What is expected:
In your answer, reproduce exactly the lines from the beginning of the listing below through the one containing "negative clicks: (526, 195)", and only those lines.

Data provided:
┄┄┄┄┄┄┄┄┄┄

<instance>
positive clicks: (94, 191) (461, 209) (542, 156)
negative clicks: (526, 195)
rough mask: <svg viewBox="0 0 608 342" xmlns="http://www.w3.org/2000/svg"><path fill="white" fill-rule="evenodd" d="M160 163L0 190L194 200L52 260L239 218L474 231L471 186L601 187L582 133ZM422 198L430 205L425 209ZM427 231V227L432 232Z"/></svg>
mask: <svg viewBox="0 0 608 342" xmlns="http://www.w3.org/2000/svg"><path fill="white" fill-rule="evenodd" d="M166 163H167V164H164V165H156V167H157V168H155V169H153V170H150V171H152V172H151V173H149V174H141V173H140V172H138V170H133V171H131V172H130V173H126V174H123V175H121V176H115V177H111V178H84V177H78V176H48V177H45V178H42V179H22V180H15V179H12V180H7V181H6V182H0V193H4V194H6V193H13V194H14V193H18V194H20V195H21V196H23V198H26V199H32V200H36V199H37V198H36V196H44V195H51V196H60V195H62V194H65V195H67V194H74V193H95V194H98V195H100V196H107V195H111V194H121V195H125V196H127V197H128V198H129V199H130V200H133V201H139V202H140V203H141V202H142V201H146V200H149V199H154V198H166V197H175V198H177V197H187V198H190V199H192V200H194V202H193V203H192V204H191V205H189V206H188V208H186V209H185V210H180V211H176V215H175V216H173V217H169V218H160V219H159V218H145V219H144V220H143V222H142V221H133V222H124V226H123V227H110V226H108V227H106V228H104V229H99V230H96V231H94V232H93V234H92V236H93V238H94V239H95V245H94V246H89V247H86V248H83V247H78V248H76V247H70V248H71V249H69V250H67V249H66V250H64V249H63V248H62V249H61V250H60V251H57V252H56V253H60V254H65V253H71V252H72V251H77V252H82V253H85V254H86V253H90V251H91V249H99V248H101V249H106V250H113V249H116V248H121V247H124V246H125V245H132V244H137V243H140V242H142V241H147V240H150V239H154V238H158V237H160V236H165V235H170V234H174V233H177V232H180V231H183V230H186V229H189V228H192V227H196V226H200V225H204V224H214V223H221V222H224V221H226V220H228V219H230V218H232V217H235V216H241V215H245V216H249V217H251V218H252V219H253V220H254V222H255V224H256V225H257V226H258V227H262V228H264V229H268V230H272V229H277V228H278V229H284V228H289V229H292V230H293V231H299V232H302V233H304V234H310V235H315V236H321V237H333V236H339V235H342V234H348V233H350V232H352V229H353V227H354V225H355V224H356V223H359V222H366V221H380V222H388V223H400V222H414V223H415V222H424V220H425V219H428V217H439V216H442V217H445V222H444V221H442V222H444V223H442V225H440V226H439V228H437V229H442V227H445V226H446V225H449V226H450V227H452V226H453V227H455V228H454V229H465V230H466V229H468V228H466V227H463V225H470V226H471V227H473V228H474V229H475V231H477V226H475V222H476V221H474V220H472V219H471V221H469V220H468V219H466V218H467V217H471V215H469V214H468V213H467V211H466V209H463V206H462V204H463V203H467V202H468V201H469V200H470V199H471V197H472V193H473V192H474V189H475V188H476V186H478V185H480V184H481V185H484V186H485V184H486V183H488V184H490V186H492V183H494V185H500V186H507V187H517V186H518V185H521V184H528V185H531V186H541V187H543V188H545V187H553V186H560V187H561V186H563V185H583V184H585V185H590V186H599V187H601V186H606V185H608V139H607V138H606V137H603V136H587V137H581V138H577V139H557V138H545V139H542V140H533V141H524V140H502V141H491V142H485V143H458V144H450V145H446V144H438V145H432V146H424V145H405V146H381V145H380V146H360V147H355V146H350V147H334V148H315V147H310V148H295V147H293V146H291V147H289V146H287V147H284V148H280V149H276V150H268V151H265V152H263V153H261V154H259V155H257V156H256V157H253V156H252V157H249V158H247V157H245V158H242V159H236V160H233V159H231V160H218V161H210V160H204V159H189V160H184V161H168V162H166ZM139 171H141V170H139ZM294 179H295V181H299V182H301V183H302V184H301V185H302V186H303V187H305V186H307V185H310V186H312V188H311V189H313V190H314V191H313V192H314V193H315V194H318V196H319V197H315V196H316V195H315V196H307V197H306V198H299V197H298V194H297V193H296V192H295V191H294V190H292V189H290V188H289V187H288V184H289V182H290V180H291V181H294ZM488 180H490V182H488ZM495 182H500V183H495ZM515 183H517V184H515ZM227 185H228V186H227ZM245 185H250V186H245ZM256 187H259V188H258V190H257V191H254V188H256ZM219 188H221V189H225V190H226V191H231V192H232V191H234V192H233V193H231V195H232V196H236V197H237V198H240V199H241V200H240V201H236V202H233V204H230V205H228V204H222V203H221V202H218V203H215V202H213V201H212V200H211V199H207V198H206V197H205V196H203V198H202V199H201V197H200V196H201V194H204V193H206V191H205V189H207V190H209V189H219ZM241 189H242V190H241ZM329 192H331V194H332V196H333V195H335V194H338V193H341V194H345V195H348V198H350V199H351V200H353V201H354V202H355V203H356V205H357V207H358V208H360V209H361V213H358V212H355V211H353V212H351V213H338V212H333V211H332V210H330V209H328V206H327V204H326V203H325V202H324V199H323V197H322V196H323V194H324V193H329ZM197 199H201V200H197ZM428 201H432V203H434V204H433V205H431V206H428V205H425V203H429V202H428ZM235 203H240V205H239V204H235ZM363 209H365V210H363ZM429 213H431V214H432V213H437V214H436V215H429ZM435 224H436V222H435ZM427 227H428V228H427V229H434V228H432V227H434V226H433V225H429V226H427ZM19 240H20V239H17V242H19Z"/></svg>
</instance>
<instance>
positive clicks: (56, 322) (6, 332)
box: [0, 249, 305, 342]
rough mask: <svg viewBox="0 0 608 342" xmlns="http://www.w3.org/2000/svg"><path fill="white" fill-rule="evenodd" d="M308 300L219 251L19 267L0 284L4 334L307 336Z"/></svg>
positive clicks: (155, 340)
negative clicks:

┄┄┄┄┄┄┄┄┄┄

Result of the task:
<instance>
positive clicks: (94, 191) (461, 209) (542, 156)
negative clicks: (526, 195)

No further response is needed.